**WRITTEN PROBLEM**: Starting with the line that contains "Practice step: pin every instance of the forearm" and going on through the line that contains "[(457, 128)]", write out those lines of the records again with "forearm" switched to "wrist" and everything else left unchanged.

━━━━━ DATA EXTRACT ━━━━━

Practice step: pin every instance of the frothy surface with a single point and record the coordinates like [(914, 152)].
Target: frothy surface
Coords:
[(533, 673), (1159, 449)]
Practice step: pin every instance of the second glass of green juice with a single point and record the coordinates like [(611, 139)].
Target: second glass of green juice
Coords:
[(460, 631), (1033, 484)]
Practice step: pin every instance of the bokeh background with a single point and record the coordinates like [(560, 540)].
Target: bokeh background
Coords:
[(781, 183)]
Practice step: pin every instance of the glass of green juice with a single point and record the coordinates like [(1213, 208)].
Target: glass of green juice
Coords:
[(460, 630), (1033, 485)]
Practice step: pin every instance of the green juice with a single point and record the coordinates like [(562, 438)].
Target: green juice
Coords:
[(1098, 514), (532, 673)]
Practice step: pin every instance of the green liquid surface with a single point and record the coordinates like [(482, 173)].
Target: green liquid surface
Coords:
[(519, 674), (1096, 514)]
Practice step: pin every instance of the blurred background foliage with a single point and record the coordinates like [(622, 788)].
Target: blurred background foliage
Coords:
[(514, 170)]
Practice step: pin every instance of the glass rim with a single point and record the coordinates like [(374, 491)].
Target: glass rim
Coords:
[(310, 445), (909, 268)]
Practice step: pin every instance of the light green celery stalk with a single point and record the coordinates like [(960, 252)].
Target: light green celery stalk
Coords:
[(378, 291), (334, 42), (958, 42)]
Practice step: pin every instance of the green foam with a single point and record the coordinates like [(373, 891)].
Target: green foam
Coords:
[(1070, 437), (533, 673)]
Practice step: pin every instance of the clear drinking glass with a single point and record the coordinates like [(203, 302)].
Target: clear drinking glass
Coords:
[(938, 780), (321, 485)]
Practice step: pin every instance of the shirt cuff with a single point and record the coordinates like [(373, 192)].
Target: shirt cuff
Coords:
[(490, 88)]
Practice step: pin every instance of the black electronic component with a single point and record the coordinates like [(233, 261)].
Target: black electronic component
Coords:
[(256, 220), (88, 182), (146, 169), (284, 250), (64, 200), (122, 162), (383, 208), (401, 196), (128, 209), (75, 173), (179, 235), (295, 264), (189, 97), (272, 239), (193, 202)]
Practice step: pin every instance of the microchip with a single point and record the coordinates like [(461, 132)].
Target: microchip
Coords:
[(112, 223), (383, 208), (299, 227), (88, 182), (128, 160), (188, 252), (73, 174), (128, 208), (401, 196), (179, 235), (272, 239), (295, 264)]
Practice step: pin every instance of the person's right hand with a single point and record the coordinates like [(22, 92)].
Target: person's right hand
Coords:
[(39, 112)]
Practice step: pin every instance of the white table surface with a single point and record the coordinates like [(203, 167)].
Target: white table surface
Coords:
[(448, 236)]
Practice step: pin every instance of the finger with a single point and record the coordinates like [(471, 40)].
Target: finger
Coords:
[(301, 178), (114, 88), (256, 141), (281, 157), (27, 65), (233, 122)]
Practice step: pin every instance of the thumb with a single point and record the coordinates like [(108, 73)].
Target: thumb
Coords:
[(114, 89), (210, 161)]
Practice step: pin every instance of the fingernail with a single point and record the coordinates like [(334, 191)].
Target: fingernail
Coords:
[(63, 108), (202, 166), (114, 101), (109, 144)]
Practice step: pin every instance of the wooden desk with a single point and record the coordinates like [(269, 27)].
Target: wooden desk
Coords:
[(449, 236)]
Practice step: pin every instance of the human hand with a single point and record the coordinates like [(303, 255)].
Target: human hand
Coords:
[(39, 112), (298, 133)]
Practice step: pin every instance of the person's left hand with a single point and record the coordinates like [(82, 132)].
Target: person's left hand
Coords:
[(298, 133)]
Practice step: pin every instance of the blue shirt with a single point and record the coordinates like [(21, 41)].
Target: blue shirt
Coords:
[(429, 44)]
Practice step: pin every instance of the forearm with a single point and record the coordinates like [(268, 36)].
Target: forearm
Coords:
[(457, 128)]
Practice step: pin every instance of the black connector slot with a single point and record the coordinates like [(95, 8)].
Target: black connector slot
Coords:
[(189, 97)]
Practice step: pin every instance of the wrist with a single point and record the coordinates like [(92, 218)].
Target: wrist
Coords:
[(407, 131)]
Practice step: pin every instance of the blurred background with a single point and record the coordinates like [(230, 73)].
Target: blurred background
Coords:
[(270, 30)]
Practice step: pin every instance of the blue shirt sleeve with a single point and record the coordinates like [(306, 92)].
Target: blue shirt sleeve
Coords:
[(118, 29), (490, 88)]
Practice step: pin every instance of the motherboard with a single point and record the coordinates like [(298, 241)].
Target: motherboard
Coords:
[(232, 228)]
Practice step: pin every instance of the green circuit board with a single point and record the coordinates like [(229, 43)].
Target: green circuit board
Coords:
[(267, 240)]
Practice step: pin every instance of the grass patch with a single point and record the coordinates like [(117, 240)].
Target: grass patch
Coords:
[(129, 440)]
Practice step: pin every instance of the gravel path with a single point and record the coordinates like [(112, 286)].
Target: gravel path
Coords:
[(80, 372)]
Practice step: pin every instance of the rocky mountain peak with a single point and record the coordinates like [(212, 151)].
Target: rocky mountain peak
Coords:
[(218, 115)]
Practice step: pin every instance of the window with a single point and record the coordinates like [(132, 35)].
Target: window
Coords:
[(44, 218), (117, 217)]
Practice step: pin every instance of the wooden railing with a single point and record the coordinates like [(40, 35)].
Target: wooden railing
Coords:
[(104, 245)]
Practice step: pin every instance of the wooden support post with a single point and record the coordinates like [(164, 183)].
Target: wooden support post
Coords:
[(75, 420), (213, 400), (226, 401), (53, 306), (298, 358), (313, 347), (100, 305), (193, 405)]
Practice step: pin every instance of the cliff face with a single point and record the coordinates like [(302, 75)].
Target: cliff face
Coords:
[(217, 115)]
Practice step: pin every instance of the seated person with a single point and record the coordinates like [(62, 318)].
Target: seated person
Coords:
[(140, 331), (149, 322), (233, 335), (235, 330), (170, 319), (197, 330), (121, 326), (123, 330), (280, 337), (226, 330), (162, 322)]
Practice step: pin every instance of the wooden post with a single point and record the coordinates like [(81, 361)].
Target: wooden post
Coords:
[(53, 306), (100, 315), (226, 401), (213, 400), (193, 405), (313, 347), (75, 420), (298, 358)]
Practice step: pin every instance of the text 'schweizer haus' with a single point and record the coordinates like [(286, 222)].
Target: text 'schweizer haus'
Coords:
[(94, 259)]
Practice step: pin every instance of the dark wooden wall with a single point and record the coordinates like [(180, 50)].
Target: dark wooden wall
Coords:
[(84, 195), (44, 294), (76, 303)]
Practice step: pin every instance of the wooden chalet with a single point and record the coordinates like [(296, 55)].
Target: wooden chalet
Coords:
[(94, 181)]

━━━━━

**THE REPLY**:
Practice step: pin every instance of the wrist with a single point and record the coordinates like [(268, 36)].
Target: wrist
Coords:
[(457, 128)]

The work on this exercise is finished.